## Exercise brief
If an entry holds a picture, drop the picture and restate the rest word for word.

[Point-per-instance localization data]
----------

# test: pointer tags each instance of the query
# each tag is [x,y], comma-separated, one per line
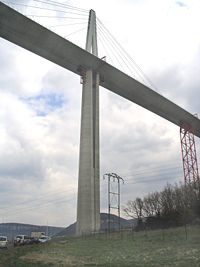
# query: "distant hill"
[12,229]
[71,230]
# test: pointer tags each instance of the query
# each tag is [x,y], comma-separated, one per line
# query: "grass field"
[170,247]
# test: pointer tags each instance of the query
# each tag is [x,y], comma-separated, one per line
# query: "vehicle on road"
[44,239]
[21,240]
[3,242]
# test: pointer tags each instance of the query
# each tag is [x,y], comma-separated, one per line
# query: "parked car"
[44,239]
[21,240]
[34,240]
[3,242]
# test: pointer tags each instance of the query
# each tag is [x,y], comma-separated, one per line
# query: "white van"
[3,242]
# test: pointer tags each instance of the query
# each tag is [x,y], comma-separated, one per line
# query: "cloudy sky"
[40,106]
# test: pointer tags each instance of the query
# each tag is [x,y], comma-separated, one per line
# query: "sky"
[40,107]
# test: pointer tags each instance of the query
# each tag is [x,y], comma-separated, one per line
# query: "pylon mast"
[88,206]
[189,157]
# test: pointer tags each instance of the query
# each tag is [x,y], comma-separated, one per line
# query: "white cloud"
[40,113]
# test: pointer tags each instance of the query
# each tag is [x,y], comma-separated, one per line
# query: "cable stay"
[130,64]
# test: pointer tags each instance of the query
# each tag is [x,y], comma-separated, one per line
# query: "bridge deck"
[30,35]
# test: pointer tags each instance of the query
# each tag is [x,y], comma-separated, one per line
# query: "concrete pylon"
[88,206]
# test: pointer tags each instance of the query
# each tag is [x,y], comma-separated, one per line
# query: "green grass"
[152,248]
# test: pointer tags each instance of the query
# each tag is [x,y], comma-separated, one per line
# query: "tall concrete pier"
[88,206]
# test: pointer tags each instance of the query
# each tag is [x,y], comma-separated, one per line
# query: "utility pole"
[113,196]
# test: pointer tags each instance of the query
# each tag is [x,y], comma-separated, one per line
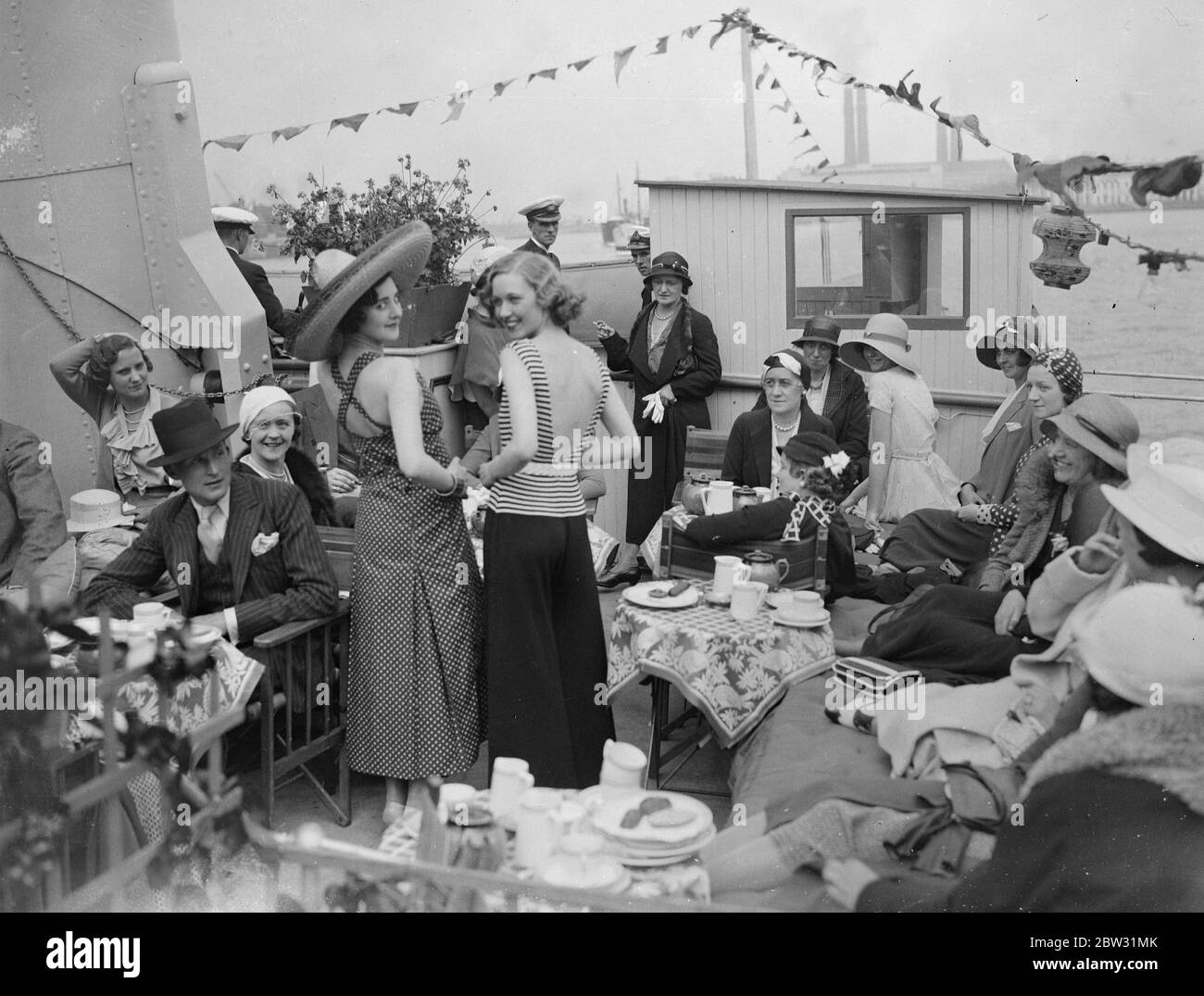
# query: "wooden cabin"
[765,256]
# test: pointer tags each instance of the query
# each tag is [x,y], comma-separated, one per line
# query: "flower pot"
[432,312]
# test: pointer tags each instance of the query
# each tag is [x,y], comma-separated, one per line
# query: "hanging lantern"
[1063,235]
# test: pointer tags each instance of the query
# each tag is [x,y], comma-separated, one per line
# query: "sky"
[1047,77]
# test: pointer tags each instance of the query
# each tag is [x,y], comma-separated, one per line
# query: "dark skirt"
[650,488]
[930,536]
[546,649]
[949,636]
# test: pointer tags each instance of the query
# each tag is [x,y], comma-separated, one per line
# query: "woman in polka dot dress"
[416,687]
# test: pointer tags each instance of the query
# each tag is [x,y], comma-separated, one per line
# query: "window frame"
[859,321]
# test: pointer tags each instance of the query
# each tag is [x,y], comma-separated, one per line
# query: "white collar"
[223,503]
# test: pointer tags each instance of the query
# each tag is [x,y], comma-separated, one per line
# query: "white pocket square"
[263,543]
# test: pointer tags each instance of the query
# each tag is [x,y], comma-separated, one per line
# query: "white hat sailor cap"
[543,209]
[233,216]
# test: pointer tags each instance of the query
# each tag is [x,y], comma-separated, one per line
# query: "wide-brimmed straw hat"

----------

## Completed task
# test: pointer tags each instance of the query
# each tag is [x,y], comma-separated, one per line
# query: "distant hill"
[12,229]
[71,230]
# test: pointer tags each instance of the query
# each tag is [x,y], comma-separated, one per line
# query: "grass field"
[170,247]
# test: pointer tags each instance of the query
# each tag is [x,y], comma-separated, one per line
# query: "vehicle on road"
[44,239]
[21,240]
[3,242]
# test: pointer tags each instance of the query
# each tag is [x,y], comma-separated, one per line
# query: "parked car"
[44,239]
[21,240]
[34,240]
[3,242]
# test: pointer tags each instance of the query
# each tag is [x,y], comma-separated, one per line
# query: "white van"
[3,242]
# test: pointer tags each instance of the query
# each tag is [x,y], comma-separated, one per line
# query: "cloudy sky"
[40,106]
# test: pointer tags each instance of the query
# each tag is [x,y], comma-separated, one per line
# query: "sky"
[40,107]
# test: pointer tags each instance of the query
# each tag is [x,y], comma-separated, one per line
# query: "pylon mast"
[88,206]
[189,157]
# test: pointer tags each instance of the query
# each tag is [x,y], comma-separated, one per line
# query: "white cloud"
[40,113]
# test: pointer tags each instance of the query
# each tag is [x,y], comma-separated, one per line
# query: "cable stay"
[130,64]
# test: pointer tags each instance of the query
# each tag is [x,y], comma-separated, one per line
# query: "bridge deck"
[30,35]
# test: pointer tags each instance of the query
# each tag is [x,y], comma-separated, one per line
# query: "concrete pylon"
[88,206]
# test: pointer tags each instance of the query
# each tag is [x,y], comma-separated, one per line
# query: "green grass"
[152,248]
# test: pointer tags each instance of the query
# each tag is [x,y], comma-separated, one per line
# query: "tall concrete pier"
[88,206]
# test: pointer tags each instance of the query
# each tag is [x,y], comma-separated, one per line
# query: "utility pole"
[113,196]
# test: pointer tags each instance of the query
# each tag is [x,y], comma-separated, one per line
# query: "wooden cabin"
[765,256]
# test: pointer tags each instance of the query
# each tag is [x,y], comma-separated, one per line
# query: "flower pot"
[432,312]
# test: pointer tags each instance of the query
# each tag is [x,y], comma-separated, one per line
# query: "hanging lantern"
[1063,235]
# test: pointer tags each instance of the query
# each tag is [x,y], comma-separated, one per line
# query: "sky"
[1047,77]
# test: pointer tags each instance of the query
# each tag is [x,y], comma-separated, one per line
# query: "dark skirt"
[650,488]
[930,536]
[546,649]
[949,636]
# test: pointer tags each instance of the query
# each tag is [x,y], comma-separated, one per line
# query: "woman in polka dot dress"
[416,687]
# test: pointer tags each instance of the query
# each tag is [x,y], comma-separated, one per line
# query: "window frame"
[859,321]
# test: pointer tags each instance of the query
# each tag is [x,y], comma-separated, one per line
# query: "white collar"
[223,503]
# test: pointer tags each instance of the query
# each tag is [x,y], comma-separated, one per line
# query: "white pocket square"
[263,543]
# test: pointer tags each instance of the query
# each tag is [x,y], comma-separated, one per line
# query: "white hat sailor cap"
[543,209]
[233,216]
# test: pointer tags each instance of the query
# each tag is [x,y], comma-separated, one per line
# query: "wide-brimmed straw hat"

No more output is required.